WHAT IS REQUIRED: Please turn the records below into a Markdown table with the columns Row and Line, putting each line in its own row in order and leaving out blank lines.

RECORDS PROVIDED:
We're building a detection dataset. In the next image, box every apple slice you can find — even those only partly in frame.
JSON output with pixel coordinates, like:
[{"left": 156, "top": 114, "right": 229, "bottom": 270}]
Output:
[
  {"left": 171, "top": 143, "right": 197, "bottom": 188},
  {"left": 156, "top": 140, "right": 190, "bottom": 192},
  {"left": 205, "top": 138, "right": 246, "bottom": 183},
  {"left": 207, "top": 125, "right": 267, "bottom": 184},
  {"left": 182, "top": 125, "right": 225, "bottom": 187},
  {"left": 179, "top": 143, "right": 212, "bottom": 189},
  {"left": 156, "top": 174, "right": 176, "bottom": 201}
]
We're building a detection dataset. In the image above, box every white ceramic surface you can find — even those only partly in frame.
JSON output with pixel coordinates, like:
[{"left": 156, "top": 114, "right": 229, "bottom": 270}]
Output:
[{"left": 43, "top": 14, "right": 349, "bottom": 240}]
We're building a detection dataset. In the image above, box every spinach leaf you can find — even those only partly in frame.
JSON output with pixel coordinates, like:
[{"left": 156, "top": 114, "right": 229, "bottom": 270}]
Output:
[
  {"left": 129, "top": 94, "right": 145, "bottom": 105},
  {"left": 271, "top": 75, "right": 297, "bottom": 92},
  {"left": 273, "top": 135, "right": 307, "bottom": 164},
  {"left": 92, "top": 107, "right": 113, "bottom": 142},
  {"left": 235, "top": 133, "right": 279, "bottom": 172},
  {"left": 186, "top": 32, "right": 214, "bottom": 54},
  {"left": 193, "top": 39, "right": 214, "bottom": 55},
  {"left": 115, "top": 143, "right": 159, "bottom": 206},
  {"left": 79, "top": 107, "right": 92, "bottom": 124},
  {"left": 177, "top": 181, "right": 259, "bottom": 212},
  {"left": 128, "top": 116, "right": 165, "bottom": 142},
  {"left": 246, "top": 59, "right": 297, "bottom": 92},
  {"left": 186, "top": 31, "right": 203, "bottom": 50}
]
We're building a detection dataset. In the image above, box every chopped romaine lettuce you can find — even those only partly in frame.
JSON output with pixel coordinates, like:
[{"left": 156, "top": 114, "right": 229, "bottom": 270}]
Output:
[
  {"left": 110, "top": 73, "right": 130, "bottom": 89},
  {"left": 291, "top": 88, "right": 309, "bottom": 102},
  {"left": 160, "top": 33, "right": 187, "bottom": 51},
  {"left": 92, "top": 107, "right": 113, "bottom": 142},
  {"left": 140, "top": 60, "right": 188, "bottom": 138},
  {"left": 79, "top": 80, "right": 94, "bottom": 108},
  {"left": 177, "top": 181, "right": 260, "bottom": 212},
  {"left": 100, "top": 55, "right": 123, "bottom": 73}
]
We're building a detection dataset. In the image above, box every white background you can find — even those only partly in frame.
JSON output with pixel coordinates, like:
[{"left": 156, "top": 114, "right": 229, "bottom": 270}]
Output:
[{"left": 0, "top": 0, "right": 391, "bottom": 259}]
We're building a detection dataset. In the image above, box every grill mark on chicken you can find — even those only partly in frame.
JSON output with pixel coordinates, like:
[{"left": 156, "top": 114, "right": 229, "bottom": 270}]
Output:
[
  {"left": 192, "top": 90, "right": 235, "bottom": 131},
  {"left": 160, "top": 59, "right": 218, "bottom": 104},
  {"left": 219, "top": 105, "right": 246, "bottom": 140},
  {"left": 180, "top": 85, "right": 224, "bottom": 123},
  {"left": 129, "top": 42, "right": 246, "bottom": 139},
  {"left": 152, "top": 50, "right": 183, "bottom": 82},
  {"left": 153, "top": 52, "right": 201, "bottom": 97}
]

EXERCISE OUTPUT:
| Row | Line |
|---|---|
| 1 | We're building a detection dataset. In the next image, box every apple slice you can find — even those only partly in frame. |
| 2 | JSON output with pixel coordinates, like: |
| 3 | [{"left": 156, "top": 114, "right": 229, "bottom": 270}] |
| 4 | Output: |
| 5 | [ |
| 6 |   {"left": 171, "top": 143, "right": 197, "bottom": 188}, |
| 7 |   {"left": 156, "top": 140, "right": 190, "bottom": 192}, |
| 8 |   {"left": 205, "top": 138, "right": 246, "bottom": 183}, |
| 9 |   {"left": 207, "top": 125, "right": 267, "bottom": 184}, |
| 10 |   {"left": 182, "top": 125, "right": 225, "bottom": 187}, |
| 11 |   {"left": 179, "top": 143, "right": 212, "bottom": 189}, |
| 12 |   {"left": 156, "top": 174, "right": 176, "bottom": 201} |
| 13 | ] |
| 14 | We're building a detection dataset. In the image above, box every white ceramic surface you can find — even those only partly in frame. |
| 15 | JSON output with pixel coordinates, like: |
| 16 | [{"left": 156, "top": 114, "right": 229, "bottom": 270}] |
| 17 | Output: |
| 18 | [{"left": 43, "top": 14, "right": 349, "bottom": 240}] |
| 19 | We're building a detection dataset. In the image above, box every spinach leaf you can find — even those only partly in frame. |
| 20 | JSON output with pixel coordinates, like: |
| 21 | [{"left": 156, "top": 114, "right": 229, "bottom": 270}] |
| 22 | Output: |
| 23 | [ |
| 24 |   {"left": 129, "top": 94, "right": 145, "bottom": 105}, |
| 25 |   {"left": 271, "top": 75, "right": 297, "bottom": 92}, |
| 26 |   {"left": 273, "top": 135, "right": 307, "bottom": 164}, |
| 27 |   {"left": 92, "top": 107, "right": 113, "bottom": 142}, |
| 28 |   {"left": 235, "top": 133, "right": 279, "bottom": 172}, |
| 29 |   {"left": 186, "top": 32, "right": 214, "bottom": 54}, |
| 30 |   {"left": 193, "top": 39, "right": 214, "bottom": 55}, |
| 31 |   {"left": 115, "top": 143, "right": 159, "bottom": 206}, |
| 32 |   {"left": 79, "top": 107, "right": 92, "bottom": 124}, |
| 33 |   {"left": 177, "top": 181, "right": 259, "bottom": 212}, |
| 34 |   {"left": 128, "top": 116, "right": 165, "bottom": 142}, |
| 35 |   {"left": 246, "top": 59, "right": 297, "bottom": 92}, |
| 36 |   {"left": 186, "top": 31, "right": 203, "bottom": 50} |
| 37 | ] |
| 38 | We're building a detection dataset. In the image above, box every chopped romaine lettuce you can find — even those only partly in frame. |
| 39 | JSON output with pixel coordinates, like: |
| 40 | [{"left": 156, "top": 114, "right": 229, "bottom": 270}] |
| 41 | Output: |
| 42 | [ |
| 43 |   {"left": 110, "top": 73, "right": 130, "bottom": 89}, |
| 44 |   {"left": 291, "top": 88, "right": 309, "bottom": 102}, |
| 45 |   {"left": 160, "top": 33, "right": 187, "bottom": 51}, |
| 46 |   {"left": 92, "top": 107, "right": 113, "bottom": 142}, |
| 47 |   {"left": 140, "top": 60, "right": 188, "bottom": 138}, |
| 48 |   {"left": 79, "top": 80, "right": 94, "bottom": 108}, |
| 49 |   {"left": 177, "top": 181, "right": 260, "bottom": 212}, |
| 50 |   {"left": 100, "top": 55, "right": 123, "bottom": 73} |
| 51 | ] |
| 52 | We're building a detection dataset. In the image above, box every white background you can find — even those only partly in frame. |
| 53 | JSON output with pixel coordinates, like: |
| 54 | [{"left": 156, "top": 114, "right": 229, "bottom": 270}] |
| 55 | Output: |
| 56 | [{"left": 0, "top": 0, "right": 391, "bottom": 259}] |
| 57 | We're building a detection dataset. In the image above, box every grill mark on chicken you can find — even those only partly in frame. |
| 58 | JSON output with pixel coordinates, like: |
| 59 | [{"left": 156, "top": 114, "right": 229, "bottom": 270}] |
| 60 | Output: |
| 61 | [ |
| 62 |   {"left": 192, "top": 90, "right": 235, "bottom": 131}, |
| 63 |   {"left": 160, "top": 59, "right": 218, "bottom": 104}, |
| 64 |   {"left": 219, "top": 105, "right": 246, "bottom": 140}, |
| 65 |   {"left": 180, "top": 85, "right": 224, "bottom": 123}, |
| 66 |   {"left": 129, "top": 42, "right": 246, "bottom": 139}, |
| 67 |   {"left": 152, "top": 50, "right": 183, "bottom": 82}, |
| 68 |   {"left": 153, "top": 52, "right": 201, "bottom": 97} |
| 69 | ] |